Reproduce the entries from the line with "A test script needs to tap the front grille." up to and including the line with "386 275 413 327", swapping "Identify" for "Locate" wherever it occurs and leaving everything else unchanged.

▶ [Records for processing]:
----

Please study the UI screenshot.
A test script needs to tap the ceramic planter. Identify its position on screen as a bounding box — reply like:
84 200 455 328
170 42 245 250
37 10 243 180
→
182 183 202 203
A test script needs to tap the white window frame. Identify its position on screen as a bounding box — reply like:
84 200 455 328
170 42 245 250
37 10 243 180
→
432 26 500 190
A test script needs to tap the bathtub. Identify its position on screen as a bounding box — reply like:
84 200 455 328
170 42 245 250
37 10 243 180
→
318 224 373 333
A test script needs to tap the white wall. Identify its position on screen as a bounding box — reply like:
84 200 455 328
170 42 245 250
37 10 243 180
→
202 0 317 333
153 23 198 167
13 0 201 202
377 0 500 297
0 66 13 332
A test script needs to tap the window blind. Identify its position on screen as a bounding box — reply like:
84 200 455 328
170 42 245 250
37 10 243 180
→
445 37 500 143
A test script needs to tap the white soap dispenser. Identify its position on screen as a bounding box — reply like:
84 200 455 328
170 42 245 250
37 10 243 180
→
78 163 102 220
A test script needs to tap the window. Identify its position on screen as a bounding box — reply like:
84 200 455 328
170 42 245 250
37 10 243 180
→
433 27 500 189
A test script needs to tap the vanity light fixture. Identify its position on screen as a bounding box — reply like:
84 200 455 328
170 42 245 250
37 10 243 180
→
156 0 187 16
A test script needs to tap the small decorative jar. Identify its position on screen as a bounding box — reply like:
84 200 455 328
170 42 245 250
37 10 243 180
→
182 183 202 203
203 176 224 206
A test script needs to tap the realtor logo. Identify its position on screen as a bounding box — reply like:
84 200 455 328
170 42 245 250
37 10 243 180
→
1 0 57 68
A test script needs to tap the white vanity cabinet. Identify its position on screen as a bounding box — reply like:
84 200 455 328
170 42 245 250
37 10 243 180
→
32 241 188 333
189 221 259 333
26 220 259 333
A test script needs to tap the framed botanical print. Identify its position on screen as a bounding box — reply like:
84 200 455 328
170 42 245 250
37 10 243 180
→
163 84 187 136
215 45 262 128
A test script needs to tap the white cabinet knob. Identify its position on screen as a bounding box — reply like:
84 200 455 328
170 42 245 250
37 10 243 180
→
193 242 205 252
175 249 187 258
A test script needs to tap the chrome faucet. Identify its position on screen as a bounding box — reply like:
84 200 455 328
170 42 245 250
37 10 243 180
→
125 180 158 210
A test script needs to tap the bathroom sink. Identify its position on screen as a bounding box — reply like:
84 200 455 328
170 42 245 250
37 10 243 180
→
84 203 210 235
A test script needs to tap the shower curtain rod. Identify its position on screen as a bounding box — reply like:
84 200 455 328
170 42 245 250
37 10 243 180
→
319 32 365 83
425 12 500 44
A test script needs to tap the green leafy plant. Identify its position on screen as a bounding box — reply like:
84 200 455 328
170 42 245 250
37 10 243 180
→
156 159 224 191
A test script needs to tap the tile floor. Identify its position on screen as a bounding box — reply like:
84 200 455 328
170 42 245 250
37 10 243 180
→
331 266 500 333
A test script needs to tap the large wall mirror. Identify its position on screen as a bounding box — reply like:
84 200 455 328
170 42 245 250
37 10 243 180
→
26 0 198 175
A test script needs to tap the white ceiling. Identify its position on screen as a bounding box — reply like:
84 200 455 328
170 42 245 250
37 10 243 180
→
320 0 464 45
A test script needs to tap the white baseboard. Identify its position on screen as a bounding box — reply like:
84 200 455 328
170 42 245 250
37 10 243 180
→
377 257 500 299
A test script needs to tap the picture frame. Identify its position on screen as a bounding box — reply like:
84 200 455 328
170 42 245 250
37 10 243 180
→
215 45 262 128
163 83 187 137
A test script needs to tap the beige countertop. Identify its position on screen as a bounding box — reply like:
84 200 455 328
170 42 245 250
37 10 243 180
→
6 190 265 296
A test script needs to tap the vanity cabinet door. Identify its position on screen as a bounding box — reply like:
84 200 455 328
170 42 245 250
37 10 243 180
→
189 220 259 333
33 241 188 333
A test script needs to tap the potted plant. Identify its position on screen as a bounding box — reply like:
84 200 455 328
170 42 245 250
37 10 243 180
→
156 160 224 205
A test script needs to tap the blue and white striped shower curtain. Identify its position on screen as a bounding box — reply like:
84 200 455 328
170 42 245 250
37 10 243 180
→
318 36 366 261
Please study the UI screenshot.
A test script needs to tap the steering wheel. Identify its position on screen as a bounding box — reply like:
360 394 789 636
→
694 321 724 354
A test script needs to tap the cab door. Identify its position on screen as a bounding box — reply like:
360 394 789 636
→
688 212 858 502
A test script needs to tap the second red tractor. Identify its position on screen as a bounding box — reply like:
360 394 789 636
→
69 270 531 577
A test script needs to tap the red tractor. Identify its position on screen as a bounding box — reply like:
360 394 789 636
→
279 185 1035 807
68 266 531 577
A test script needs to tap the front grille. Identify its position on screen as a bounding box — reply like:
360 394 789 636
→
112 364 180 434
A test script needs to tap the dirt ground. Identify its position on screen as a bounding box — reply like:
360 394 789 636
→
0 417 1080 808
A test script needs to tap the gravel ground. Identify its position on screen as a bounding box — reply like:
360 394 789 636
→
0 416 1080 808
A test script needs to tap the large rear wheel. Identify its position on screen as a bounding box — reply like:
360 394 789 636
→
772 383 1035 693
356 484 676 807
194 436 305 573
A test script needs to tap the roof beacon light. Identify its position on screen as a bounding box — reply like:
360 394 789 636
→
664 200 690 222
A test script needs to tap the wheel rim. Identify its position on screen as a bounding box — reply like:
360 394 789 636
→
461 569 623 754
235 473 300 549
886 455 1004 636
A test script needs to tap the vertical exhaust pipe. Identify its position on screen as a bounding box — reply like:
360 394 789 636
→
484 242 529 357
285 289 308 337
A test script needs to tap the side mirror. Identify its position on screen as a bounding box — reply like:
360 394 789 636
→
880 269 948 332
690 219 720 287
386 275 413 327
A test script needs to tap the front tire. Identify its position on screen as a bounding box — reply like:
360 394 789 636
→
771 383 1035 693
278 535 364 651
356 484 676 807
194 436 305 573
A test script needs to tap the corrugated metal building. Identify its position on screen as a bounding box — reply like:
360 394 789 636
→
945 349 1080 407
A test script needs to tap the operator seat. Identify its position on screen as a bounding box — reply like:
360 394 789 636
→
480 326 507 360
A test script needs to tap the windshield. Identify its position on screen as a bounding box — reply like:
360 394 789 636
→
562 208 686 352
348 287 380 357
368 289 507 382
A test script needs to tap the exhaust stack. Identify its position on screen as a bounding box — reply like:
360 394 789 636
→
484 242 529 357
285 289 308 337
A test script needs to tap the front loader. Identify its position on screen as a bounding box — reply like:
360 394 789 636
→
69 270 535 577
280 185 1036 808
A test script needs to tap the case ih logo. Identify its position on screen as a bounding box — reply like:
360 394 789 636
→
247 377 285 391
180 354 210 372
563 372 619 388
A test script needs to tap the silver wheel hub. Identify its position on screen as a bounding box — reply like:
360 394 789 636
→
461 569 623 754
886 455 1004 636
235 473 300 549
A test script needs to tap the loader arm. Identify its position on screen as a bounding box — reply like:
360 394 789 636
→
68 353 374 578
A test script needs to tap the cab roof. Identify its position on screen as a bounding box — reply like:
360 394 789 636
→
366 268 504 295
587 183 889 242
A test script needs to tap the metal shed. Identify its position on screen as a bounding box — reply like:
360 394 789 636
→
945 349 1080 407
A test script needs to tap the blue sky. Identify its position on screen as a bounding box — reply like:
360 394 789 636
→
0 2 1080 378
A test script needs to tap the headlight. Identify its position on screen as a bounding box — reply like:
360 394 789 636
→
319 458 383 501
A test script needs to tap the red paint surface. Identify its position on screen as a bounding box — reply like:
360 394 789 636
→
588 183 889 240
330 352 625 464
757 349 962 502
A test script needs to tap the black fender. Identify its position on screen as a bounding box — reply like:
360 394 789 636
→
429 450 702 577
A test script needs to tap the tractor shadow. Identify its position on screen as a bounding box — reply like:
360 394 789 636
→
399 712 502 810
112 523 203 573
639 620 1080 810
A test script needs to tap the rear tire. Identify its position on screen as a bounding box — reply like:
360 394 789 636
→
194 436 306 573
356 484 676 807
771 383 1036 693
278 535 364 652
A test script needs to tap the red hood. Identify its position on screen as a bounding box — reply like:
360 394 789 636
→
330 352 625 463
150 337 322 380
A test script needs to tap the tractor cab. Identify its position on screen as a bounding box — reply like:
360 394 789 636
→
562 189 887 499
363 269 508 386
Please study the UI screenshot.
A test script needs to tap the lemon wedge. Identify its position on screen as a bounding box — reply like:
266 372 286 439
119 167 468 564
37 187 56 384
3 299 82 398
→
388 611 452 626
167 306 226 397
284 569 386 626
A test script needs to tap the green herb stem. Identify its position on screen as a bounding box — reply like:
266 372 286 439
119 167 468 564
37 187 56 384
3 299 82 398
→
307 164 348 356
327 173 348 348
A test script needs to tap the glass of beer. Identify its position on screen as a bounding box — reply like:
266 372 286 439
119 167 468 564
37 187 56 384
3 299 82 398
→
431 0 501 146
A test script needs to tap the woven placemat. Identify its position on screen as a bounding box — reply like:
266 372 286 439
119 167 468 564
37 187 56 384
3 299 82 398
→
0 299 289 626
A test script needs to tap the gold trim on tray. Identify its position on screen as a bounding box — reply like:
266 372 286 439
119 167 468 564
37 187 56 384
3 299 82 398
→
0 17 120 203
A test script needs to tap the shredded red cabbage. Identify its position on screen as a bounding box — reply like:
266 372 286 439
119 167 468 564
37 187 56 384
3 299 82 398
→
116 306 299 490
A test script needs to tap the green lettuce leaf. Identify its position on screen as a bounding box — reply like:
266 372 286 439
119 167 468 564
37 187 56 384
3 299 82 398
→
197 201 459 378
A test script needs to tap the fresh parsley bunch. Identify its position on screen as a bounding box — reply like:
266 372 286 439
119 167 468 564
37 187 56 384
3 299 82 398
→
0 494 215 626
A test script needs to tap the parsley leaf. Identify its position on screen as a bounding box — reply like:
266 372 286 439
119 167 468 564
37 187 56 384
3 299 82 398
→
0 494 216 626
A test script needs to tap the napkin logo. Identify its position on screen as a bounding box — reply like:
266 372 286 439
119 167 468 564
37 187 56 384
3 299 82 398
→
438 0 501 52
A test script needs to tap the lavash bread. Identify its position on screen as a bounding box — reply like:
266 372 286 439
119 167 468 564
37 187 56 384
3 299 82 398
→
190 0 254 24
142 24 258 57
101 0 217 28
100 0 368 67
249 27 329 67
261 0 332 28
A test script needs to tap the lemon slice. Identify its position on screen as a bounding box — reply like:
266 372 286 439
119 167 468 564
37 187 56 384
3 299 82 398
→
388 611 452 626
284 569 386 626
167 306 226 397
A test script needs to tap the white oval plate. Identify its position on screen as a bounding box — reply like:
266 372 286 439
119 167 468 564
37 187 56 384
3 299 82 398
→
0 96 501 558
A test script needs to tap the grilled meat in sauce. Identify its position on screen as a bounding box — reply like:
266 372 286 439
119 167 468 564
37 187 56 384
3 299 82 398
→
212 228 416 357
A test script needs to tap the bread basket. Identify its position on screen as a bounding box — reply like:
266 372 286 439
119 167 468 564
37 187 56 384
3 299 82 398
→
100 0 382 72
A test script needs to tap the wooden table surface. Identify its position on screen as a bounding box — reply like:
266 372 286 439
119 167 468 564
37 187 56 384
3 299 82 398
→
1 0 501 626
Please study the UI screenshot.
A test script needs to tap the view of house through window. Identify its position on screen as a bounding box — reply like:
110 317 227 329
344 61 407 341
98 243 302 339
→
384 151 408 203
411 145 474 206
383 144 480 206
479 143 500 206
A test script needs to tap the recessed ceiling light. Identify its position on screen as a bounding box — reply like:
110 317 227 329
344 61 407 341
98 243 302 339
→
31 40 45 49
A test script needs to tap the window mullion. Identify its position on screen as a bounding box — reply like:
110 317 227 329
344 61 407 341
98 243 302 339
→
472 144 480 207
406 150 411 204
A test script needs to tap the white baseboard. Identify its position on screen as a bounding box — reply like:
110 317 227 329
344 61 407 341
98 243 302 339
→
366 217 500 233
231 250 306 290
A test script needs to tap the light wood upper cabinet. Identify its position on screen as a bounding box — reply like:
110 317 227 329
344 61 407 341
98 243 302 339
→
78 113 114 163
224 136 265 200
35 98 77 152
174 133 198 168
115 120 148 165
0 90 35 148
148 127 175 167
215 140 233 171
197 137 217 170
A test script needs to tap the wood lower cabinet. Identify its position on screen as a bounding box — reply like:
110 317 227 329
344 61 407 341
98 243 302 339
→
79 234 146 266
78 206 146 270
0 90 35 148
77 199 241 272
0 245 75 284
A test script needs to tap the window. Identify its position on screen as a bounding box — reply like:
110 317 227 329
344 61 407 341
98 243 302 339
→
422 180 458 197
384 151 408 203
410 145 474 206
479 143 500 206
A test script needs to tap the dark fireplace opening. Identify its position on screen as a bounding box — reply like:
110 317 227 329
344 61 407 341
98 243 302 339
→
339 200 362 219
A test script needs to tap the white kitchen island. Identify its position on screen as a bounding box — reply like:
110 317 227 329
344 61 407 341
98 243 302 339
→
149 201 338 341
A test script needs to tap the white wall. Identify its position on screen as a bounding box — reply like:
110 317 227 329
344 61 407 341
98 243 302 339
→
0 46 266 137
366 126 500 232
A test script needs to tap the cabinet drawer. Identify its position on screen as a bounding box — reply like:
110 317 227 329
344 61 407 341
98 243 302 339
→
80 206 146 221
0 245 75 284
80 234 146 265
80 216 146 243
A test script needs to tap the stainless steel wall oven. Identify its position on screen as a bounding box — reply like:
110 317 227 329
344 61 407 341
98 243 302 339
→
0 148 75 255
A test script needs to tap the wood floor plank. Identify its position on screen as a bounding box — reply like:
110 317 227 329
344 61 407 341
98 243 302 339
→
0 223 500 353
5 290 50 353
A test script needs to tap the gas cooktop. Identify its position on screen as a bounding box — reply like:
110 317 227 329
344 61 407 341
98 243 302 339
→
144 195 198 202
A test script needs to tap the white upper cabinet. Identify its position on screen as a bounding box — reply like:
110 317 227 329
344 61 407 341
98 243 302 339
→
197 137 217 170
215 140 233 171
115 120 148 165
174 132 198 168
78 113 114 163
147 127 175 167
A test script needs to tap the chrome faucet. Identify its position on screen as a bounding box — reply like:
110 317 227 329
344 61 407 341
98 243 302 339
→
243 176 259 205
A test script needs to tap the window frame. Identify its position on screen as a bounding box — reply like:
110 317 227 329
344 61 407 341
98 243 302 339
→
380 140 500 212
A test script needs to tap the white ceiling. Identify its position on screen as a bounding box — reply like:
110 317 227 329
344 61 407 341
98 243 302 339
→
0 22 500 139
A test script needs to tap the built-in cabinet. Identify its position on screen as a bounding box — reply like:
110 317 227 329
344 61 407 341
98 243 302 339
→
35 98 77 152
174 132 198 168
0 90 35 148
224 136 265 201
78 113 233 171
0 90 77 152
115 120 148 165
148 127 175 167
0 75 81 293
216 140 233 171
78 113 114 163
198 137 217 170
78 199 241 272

----

▶ [Exercise output]:
A test script needs to tap the front grille. Locate its position on screen as a bounding box — reply like:
360 394 789 636
→
112 364 180 434
A test script needs to tap the dirt ground. Locate its position on screen as a bounding box — reply like:
360 394 789 636
→
0 417 1080 808
A test script needs to tap the gravel ground. Locate its position on screen as a bounding box — reply like:
360 394 789 636
→
0 416 1080 808
A test script needs to tap the large rear wheel. Locate its position on screen as a bounding box — reply like:
360 394 789 636
→
772 383 1035 693
356 484 676 807
194 436 305 573
A test script needs to tap the roof beacon light. Locate its position on screen as a bounding box — reply like:
360 394 789 636
→
664 200 690 222
A test script needs to tap the wheel rim. Locate its position on screen as a bounding box — reply like:
360 394 789 636
→
461 569 623 754
235 473 300 549
886 455 1004 636
A test script needs to tap the vertical exhaust pipe. Locate its position on screen as a bounding box — reply like:
360 394 789 636
→
484 242 529 357
285 289 308 337
A test script needs to tap the side mirror. Locate its position on screen as a bounding box — reply like:
360 394 789 636
→
880 269 948 332
690 219 720 287
386 275 413 327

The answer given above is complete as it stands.